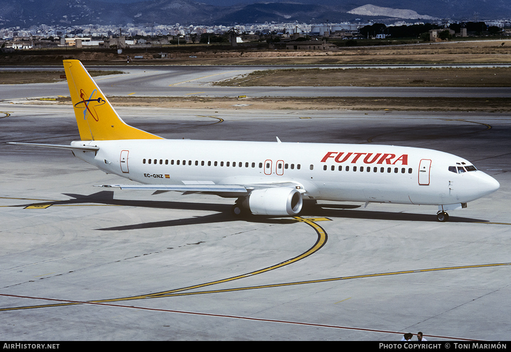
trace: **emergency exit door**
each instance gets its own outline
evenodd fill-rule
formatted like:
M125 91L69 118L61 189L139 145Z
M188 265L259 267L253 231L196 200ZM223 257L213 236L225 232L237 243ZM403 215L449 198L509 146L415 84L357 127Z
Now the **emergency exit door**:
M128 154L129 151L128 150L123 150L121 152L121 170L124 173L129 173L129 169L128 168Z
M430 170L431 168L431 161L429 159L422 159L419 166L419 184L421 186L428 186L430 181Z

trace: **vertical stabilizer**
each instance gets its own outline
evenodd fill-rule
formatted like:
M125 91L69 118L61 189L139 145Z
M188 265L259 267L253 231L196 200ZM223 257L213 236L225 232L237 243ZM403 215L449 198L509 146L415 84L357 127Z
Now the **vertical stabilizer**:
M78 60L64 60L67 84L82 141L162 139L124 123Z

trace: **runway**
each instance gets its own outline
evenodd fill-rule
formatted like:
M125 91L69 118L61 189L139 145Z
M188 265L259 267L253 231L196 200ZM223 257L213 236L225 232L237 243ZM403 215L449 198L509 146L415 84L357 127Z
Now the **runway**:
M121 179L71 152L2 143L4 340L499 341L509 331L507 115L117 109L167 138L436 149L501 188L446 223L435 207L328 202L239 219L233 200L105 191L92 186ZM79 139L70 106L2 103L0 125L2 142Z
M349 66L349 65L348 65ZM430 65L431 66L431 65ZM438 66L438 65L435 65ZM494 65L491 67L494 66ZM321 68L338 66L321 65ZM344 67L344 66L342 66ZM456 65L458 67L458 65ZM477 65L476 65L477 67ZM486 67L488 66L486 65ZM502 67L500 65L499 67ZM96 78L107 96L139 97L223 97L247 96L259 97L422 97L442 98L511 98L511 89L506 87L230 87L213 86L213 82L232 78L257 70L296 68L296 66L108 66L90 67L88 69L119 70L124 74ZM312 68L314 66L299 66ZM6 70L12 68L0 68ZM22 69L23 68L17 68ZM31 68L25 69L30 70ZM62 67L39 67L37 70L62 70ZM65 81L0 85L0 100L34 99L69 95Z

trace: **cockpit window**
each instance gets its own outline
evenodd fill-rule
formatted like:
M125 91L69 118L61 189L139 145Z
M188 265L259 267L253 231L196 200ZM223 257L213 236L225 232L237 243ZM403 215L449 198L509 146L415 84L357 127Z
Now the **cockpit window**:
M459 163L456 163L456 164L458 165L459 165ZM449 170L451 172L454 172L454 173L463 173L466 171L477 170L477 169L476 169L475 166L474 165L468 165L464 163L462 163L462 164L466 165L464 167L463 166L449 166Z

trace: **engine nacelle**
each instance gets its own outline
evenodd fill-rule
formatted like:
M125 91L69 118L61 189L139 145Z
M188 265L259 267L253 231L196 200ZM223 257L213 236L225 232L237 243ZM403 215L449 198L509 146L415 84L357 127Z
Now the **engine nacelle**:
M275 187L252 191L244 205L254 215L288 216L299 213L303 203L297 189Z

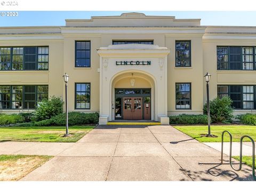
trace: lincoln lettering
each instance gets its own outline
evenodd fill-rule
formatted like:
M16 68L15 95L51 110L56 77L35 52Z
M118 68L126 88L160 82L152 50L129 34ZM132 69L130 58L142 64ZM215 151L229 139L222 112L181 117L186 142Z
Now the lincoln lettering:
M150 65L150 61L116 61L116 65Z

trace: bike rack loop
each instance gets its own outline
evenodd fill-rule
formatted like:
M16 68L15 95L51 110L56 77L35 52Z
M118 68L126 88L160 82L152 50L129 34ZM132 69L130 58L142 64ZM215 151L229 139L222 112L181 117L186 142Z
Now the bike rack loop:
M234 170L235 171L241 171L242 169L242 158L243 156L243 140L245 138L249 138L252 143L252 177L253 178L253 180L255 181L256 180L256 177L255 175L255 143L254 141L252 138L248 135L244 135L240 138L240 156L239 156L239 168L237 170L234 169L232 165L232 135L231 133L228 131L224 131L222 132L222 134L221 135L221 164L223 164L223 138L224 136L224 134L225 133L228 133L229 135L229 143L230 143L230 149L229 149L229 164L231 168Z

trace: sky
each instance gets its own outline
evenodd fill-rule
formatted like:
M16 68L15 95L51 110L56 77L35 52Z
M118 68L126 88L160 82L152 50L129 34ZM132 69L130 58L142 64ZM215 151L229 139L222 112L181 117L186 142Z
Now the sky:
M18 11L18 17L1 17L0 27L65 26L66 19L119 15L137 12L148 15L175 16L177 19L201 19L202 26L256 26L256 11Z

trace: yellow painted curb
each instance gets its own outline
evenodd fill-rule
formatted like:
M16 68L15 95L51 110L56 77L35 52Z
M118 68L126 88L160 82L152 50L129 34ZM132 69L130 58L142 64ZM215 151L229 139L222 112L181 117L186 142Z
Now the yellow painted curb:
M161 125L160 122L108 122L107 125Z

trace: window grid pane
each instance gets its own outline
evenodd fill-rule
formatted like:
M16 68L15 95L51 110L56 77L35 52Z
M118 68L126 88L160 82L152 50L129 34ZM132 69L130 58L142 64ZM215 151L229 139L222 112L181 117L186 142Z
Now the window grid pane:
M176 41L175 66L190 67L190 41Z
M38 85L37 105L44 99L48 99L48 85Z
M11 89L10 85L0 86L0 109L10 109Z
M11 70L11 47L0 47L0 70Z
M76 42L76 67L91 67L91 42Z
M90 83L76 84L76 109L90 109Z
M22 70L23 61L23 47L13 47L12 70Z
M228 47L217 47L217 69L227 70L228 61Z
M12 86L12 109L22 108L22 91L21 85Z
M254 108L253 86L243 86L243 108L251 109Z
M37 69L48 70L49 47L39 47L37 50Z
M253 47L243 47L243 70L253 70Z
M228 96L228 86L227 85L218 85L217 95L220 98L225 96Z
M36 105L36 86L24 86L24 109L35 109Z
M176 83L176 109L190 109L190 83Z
---
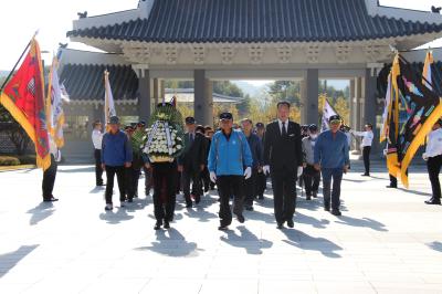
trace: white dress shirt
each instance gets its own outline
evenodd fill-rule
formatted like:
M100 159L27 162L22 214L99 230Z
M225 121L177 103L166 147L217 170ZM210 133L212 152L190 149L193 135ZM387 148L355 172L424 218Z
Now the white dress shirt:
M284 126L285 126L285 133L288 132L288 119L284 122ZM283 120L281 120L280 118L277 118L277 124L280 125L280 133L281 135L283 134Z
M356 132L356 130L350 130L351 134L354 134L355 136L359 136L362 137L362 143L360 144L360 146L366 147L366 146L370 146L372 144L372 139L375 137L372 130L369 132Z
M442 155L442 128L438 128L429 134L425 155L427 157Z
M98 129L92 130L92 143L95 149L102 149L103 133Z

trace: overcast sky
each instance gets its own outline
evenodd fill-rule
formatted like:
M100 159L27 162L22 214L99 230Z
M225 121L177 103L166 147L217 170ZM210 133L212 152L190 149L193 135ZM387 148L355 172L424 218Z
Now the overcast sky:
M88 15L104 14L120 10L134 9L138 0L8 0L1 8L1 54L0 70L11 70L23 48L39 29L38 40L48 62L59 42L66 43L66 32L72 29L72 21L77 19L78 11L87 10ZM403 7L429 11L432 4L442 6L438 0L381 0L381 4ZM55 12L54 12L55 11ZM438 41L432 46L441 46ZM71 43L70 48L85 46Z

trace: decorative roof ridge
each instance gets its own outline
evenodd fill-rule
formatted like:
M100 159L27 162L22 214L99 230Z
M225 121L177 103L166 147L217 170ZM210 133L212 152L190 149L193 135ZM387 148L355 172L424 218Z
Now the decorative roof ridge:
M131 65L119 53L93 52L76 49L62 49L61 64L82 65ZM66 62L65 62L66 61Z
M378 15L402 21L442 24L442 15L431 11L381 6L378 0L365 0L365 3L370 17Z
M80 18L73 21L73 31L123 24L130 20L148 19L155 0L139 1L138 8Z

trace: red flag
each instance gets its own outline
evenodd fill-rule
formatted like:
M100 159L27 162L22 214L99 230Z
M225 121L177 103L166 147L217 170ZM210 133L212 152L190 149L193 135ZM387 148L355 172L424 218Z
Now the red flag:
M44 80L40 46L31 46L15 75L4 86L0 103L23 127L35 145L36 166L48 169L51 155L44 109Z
---
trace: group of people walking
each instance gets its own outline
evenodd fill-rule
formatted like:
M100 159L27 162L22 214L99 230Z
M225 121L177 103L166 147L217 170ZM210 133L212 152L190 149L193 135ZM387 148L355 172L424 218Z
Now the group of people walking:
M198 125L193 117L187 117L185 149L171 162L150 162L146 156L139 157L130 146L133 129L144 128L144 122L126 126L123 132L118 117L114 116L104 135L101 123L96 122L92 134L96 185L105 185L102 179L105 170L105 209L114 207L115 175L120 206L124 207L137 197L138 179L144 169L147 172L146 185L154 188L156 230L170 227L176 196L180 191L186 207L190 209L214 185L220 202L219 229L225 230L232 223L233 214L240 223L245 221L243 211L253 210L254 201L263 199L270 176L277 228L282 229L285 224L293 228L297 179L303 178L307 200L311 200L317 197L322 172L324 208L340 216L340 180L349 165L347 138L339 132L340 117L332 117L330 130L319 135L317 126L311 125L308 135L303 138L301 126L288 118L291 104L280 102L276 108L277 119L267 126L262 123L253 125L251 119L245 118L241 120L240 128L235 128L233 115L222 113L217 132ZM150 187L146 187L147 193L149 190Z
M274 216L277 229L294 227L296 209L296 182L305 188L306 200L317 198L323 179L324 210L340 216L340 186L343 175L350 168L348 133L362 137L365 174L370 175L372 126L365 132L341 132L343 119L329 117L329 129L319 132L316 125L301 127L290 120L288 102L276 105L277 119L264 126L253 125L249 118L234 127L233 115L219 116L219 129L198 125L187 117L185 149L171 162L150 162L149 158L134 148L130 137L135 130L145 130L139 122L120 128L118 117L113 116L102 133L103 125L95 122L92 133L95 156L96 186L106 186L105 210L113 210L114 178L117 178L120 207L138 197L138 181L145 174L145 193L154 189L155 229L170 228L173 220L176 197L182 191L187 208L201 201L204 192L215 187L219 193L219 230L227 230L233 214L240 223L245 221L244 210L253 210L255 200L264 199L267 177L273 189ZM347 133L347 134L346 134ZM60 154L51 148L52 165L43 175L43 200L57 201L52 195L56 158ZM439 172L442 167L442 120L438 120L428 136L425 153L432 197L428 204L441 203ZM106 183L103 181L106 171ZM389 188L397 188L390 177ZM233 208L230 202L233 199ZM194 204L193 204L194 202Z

Task prompt ->
Retype the lines between the line holding "trace: group of people walking" and the line holding "Now the group", inclusive, keeping every character the same.

Output of the exercise ->
trace: group of people walking
each instance gets its own outline
evenodd fill-rule
formatted like:
M100 159L27 162L22 214L99 230Z
M225 121L177 103L166 147L217 170ZM210 133L212 152L190 149L193 135ZM387 148L355 172L424 218Z
Now the group of people walking:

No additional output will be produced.